= Alıntı Metin =
Sonsuz rahmet sahibi olan Allah, Kuran ile insanlara doğruyu yanlıştan ayıracak, onları karanlıklardan aydınlığa çıkaracak bir yol göstermiştir. Tüm iman edenler için Kuran’ı okuyup anlamak ve eksiksiz olarak yaşamlarına geçirmek son derece önemli bir sorumluluktur ve her mümin bu konuda büyük bir titizlik gösterir. Müminlerin bu önemli görevi yerine getirebilmelerine vesile olan en büyük kolaylık ve rahmet ise Peygamber Efendimiz (sav)’in değerli sünnetleridir.

İslam dini Rabbimiz'in "...Bugün size dininizi kemale erdirdim, üzerinizdeki nimetimi tamamladım ve size din olarak İslam'ı seçip-beğendim...” (Maide Suresi, 3) ayetiyle de bildirdiği üzere "son hak din”dir. Peygamberimiz Hz. Muhammed (sav) ise, Allah'ın "Andolsun, sizin için, Allah'ı ve ahiret gününü umanlar ve Allah'ı çokça zikredenler için Allah'ın Resûlü'nde güzel bir örnek vardır" (Ahzap Suresi, 21) ayeti ile ahlakını tüm insanlara örnek gösterdiği mübarek bir insandır.

= Verilen Bilgiler =
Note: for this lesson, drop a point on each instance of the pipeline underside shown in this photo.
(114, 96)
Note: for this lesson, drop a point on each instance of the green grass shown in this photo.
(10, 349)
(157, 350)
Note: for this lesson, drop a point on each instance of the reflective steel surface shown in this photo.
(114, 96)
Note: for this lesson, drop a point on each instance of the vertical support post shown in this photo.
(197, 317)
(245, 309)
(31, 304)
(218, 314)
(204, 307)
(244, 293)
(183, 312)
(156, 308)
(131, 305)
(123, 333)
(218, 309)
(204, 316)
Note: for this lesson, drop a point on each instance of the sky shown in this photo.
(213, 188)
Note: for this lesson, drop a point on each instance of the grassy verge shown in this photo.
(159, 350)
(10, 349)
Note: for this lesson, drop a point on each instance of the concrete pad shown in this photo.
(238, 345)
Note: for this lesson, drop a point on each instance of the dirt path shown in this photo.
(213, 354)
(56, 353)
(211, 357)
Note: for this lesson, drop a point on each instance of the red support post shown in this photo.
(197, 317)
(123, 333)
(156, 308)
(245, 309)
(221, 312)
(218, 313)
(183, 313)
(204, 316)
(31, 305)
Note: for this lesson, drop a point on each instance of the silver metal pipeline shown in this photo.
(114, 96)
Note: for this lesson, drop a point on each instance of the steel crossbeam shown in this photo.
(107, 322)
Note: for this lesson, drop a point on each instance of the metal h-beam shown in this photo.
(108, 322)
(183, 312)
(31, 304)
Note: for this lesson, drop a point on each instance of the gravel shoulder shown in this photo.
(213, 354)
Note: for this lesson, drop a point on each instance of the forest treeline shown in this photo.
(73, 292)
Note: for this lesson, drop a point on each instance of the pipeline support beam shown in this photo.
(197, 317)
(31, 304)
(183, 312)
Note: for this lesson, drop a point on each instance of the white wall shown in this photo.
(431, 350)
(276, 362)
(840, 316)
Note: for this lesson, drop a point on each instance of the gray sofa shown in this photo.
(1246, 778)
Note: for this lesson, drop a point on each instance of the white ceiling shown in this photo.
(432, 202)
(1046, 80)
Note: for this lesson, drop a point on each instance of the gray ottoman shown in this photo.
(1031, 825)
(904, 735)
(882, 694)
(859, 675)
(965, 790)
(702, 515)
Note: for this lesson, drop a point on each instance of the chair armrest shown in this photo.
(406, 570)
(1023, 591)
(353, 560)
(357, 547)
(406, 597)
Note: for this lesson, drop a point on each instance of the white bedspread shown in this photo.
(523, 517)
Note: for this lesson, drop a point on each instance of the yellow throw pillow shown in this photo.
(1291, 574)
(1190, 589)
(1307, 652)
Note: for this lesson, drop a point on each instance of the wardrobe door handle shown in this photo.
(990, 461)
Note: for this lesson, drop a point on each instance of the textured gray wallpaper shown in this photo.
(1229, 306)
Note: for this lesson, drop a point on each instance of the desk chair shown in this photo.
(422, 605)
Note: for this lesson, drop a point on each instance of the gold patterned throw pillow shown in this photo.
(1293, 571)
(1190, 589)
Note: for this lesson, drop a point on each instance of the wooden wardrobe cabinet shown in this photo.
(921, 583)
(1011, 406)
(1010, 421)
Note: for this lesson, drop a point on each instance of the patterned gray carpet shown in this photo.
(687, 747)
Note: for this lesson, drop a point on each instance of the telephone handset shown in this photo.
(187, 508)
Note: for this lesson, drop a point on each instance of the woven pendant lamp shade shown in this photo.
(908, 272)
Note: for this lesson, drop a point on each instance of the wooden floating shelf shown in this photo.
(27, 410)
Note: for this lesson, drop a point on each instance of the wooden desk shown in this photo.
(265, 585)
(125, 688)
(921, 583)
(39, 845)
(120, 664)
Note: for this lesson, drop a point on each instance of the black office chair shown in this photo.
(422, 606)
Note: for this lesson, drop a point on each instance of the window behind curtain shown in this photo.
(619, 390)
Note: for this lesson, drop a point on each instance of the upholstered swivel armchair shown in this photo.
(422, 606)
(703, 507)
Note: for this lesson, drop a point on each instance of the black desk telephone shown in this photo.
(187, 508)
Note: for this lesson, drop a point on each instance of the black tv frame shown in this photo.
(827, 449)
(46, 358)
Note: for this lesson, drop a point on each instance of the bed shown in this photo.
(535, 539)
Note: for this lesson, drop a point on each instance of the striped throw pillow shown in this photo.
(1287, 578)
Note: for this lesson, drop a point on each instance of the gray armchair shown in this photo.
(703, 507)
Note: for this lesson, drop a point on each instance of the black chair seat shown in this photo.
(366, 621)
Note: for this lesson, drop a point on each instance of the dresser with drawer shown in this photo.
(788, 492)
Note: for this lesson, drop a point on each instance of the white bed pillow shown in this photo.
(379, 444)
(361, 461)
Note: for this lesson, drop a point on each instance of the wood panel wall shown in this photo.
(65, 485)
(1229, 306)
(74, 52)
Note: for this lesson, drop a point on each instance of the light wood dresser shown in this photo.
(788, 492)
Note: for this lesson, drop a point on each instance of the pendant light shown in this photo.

= Görev 1 =
Her ifadenin alıntı metinle uyuşup uyuşmadığını evet ya da hayır ile belirtin, kararı veren sözleri de metinden aynen aktarın: (a) Müminlerin görevini yerine getirmelerine vesile olan en büyük kolaylık Peygamber Efendimiz'in sünnetleridir. (b) Metinde Maide Suresi'nin 21. ayeti alıntılanmaktadır. (c) Kuran'ı okuyup anlamak yalnızca âlimlerin sorumluluğudur.
= Görev 2 =
Alıntı metinde Maide Suresi'nden aktarılan ayete göre Allah'ın yaptığını bildirdiği şeylerin hepsini sıralayın.
Satırların bu çalışmada hiçbir rolü yoktur.

= Tamamlanmış Cevap 1 =
(a) Evet: "Müminlerin bu önemli görevi yerine getirebilmelerine vesile olan en büyük kolaylık ve rahmet ise Peygamber Efendimiz (sav)’in değerli sünnetleridir."
(b) Hayır: "(Maide Suresi, 3)" ve "(Ahzap Suresi, 21)"
(c) Hayır: "Tüm iman edenler için Kuran’ı okuyup anlamak ve eksiksiz olarak yaşamlarına geçirmek son derece önemli bir sorumluluktur"

= Tamamlanmış Cevap 2 =
- Dininizi kemale erdirdim
- Üzerinizdeki nimetimi tamamladım
- Size din olarak İslam'ı seçip-beğendim